===== Excerpt

[Pipet Devel] WHAX and Loci storage ideas

Tue Dec 7 10:44:55 EST 1999

Brad Chapman wrote:
> 
> >This is my understanding as well, although the WFD will be constructed
> >via a graphical shell, which has a 'thin interface' to the middleware.
> >When you say 'constructing the command-lines', do you mean 'generating
> >the interface to the middleware'?
> 
> What I think this refers to is generating a command-line for a program by
> using a GUI to input all of the switches. For instance, if I were using
> program foo that used a -l switch to specify a log file, I would use the
> Loci interface to generate the equivalent of 'foo -l /var/mylogfile.'

That's exactly right, and applies pretty much to generating commands for
command-line applications.  I would like as much as possible for other
interface constructions to work in a similar fashion.  The idea is this:

    LOCI IS IT'S OWN SOFTWARE DEVELOPMENT KIT (SDK).

If you think about it, most programming and GUI building paradigms use tree
and workflow models.  If we can carry these over to Loci, you have a capable
and flexible development environment TOO!

> My
> thinking was that 'the interface to the middleware' would be worked out
> during the programming of the plug-in to work with Loci. For instance, to
> get Loci to use my sequence viewer program, I would have to tell it by
> writing the plug-in:
> 
> 1. What kind of file the program needs (ie. PDB, FASTA, etc)
> 2. How to work the program (ie. the command line stuff: the switches it
> takes, etc)

==========

Exercises -
A - Write out the passage of the Loci mailing list post between "That's exactly right, and" and "development environment TOO!", inclusive.
B - Reproduce the entries between the lines holding "Localize each alligator snout you can see." and "[0,128,958,509]", inclusive, with nothing else included.

===== The records

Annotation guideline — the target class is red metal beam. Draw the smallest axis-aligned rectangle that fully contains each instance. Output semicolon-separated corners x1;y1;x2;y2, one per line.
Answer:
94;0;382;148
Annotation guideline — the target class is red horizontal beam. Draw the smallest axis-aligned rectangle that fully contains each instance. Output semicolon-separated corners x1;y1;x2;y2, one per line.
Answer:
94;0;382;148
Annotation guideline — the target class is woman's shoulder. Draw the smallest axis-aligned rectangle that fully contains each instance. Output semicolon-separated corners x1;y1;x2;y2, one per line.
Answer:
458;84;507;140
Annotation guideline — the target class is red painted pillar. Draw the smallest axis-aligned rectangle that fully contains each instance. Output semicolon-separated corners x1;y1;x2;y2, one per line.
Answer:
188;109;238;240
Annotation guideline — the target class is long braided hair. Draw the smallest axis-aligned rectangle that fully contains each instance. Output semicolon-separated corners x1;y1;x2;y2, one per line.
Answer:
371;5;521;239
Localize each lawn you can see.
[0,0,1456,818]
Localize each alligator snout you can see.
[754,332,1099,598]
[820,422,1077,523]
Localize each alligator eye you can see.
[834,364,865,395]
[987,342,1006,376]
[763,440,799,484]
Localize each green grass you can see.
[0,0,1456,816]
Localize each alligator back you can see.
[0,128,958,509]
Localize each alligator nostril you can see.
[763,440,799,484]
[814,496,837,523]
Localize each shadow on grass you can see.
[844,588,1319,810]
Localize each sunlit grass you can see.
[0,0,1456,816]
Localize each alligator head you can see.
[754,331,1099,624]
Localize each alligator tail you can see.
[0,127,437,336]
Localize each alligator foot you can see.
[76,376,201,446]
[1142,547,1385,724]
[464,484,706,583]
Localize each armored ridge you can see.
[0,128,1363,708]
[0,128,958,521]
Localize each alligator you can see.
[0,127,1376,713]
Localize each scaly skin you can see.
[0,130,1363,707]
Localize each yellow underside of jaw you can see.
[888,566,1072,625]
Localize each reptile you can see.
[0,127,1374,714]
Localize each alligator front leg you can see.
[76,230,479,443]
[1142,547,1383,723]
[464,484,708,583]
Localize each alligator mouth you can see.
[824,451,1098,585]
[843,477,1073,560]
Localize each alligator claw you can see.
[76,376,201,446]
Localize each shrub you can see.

==========

Results of the exercise -
A -
That's exactly right, and applies pretty much to generating commands for
command-line applications.  I would like as much as possible for other
interface constructions to work in a similar fashion.  The idea is this:

    LOCI IS IT'S OWN SOFTWARE DEVELOPMENT KIT (SDK).

If you think about it, most programming and GUI building paradigms use tree
and workflow models.  If we can carry these over to Loci, you have a capable
and flexible development environment TOO!

B -
Localize each alligator snout you can see.
[754,332,1099,598]
[820,422,1077,523]
Localize each alligator eye you can see.
[834,364,865,395]
[987,342,1006,376]
[763,440,799,484]
Localize each green grass you can see.
[0,0,1456,816]
Localize each alligator back you can see.
[0,128,958,509]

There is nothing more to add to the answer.